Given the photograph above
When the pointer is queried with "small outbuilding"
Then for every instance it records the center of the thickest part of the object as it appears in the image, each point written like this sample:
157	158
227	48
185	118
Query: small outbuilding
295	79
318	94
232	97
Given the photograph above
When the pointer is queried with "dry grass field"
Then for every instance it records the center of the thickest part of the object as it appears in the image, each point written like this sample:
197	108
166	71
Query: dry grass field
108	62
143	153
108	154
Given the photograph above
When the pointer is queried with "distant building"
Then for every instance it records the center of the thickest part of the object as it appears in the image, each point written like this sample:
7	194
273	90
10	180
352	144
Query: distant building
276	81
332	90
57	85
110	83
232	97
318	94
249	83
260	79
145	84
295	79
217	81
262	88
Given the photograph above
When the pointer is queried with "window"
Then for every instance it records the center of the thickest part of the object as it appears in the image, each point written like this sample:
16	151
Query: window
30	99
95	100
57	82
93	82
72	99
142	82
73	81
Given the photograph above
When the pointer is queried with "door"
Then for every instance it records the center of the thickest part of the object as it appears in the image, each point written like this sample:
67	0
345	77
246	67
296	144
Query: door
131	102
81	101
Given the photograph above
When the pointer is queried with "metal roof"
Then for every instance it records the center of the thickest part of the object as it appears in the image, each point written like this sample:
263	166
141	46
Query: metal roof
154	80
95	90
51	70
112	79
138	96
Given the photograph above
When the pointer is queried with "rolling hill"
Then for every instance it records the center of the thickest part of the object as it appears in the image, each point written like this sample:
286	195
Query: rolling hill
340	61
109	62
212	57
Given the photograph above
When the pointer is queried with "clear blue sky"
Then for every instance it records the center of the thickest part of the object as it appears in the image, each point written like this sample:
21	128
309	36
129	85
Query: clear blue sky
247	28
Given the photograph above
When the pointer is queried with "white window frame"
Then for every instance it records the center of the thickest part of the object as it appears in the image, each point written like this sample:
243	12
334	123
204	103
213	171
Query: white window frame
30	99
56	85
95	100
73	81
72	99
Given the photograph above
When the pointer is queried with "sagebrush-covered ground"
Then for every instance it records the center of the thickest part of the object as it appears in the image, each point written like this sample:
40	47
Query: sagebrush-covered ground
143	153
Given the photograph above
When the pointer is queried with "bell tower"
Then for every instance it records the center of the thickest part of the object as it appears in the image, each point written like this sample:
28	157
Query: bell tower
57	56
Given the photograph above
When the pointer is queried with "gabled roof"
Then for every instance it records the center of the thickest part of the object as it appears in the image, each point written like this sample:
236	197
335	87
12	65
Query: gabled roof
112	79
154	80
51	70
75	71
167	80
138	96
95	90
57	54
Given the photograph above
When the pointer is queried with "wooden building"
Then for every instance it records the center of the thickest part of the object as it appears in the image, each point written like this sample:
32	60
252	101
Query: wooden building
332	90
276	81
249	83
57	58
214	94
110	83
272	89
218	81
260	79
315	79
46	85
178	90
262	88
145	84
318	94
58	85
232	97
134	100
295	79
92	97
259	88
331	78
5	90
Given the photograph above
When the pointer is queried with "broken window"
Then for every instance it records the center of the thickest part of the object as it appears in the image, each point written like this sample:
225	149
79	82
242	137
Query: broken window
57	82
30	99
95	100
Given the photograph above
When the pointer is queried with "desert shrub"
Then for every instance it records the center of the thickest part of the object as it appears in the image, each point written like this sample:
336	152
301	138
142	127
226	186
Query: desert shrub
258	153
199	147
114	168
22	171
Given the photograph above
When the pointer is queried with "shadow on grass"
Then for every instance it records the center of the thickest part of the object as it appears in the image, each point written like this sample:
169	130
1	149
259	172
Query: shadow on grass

┄┄┄┄┄┄┄┄┄┄┄┄┄┄┄┄┄┄┄┄

■ Task item
Please copy out each line of the material that contains the string "shadow".

■ Written response
When the pointer is queried with "shadow on grass"
Query: shadow on grass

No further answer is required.